# [Raw data]
++++++
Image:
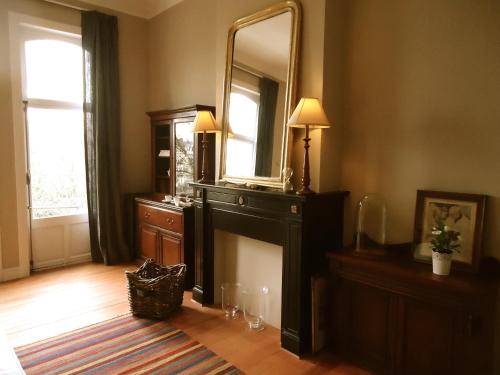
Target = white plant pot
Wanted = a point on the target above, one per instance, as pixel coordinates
(441, 263)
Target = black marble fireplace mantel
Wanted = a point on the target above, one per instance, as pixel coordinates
(306, 226)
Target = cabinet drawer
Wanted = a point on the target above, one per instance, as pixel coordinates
(162, 218)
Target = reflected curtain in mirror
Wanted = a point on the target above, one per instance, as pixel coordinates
(259, 93)
(265, 130)
(102, 137)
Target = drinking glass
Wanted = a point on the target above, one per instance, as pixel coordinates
(231, 299)
(254, 306)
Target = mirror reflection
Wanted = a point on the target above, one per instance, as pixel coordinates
(257, 100)
(184, 157)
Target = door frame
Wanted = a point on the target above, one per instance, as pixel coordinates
(16, 20)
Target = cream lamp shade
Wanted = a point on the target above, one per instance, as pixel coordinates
(204, 122)
(309, 112)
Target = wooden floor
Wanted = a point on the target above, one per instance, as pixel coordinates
(52, 302)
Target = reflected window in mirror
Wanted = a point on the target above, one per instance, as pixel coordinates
(243, 117)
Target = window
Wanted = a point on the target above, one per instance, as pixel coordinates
(243, 119)
(53, 87)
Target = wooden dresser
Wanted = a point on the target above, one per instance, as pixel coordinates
(165, 233)
(392, 315)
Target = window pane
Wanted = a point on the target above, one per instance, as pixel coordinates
(57, 162)
(54, 70)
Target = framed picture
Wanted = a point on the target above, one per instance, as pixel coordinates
(461, 212)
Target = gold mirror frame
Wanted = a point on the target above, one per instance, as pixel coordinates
(290, 93)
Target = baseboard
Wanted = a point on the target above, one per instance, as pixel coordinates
(14, 273)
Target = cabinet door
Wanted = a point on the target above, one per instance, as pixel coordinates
(148, 242)
(171, 249)
(428, 339)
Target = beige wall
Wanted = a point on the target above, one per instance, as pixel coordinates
(182, 56)
(135, 132)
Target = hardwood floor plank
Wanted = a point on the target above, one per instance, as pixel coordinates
(61, 300)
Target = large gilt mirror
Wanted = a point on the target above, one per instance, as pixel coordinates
(259, 95)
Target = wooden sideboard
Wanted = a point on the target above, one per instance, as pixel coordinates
(165, 233)
(306, 227)
(392, 315)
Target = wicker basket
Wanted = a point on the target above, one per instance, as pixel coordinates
(155, 291)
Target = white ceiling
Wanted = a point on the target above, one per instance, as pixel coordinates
(140, 8)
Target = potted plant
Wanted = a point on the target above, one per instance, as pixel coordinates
(444, 243)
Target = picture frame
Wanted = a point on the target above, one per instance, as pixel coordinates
(461, 212)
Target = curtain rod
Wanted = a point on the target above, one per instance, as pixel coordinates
(66, 5)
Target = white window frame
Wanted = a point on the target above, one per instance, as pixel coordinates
(19, 26)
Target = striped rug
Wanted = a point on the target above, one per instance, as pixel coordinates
(123, 345)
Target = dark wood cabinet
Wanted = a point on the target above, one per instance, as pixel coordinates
(395, 317)
(165, 233)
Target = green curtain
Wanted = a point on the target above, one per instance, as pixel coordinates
(265, 132)
(102, 137)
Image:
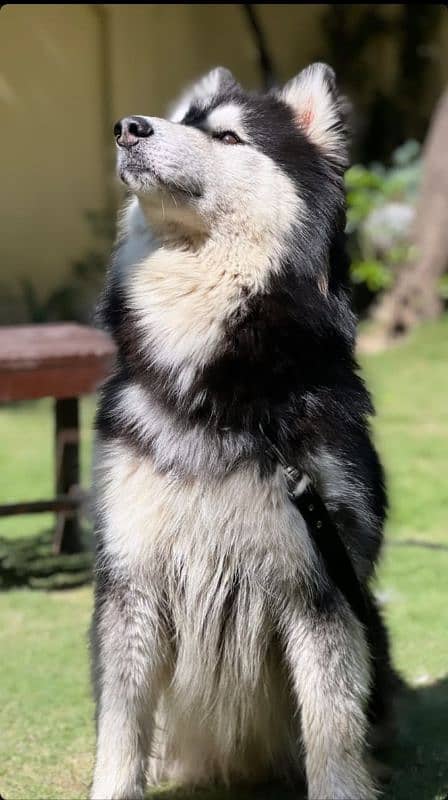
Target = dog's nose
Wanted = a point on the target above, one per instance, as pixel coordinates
(129, 130)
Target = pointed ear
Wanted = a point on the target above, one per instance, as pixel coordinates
(215, 82)
(319, 110)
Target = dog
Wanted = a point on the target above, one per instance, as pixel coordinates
(222, 650)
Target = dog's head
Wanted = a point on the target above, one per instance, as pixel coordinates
(227, 159)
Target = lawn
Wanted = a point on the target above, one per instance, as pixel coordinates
(46, 726)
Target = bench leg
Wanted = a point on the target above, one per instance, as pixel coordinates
(67, 537)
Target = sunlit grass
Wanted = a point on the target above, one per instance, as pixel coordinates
(46, 714)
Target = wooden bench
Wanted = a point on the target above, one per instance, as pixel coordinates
(63, 361)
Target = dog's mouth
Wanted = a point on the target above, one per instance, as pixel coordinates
(138, 175)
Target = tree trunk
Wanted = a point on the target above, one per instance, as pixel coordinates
(415, 296)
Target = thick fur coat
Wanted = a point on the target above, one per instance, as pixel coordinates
(221, 648)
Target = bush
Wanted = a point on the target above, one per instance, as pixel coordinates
(380, 210)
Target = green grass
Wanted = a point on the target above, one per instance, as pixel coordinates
(46, 730)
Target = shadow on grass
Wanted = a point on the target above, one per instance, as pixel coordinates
(419, 758)
(31, 562)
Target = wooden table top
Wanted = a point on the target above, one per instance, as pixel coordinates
(52, 360)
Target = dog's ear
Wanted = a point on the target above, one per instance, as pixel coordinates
(319, 110)
(215, 82)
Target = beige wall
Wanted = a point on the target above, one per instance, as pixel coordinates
(50, 122)
(68, 71)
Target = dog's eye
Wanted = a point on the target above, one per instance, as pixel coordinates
(227, 137)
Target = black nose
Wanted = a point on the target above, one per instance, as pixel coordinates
(129, 130)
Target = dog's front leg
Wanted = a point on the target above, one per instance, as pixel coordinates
(127, 651)
(328, 659)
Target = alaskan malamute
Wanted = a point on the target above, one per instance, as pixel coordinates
(223, 650)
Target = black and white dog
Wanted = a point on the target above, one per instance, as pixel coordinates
(222, 648)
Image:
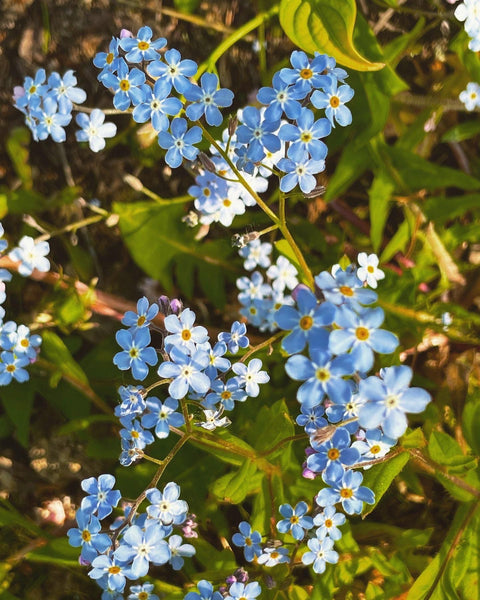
++++++
# [Prompt]
Which lines in the records above contain the string "cabinet"? Pick out and copy each such line in full, matching case exactly.

# [Response to the exercise]
Target = cabinet drawer
Target = cabinet door
Target = dark wood cabinet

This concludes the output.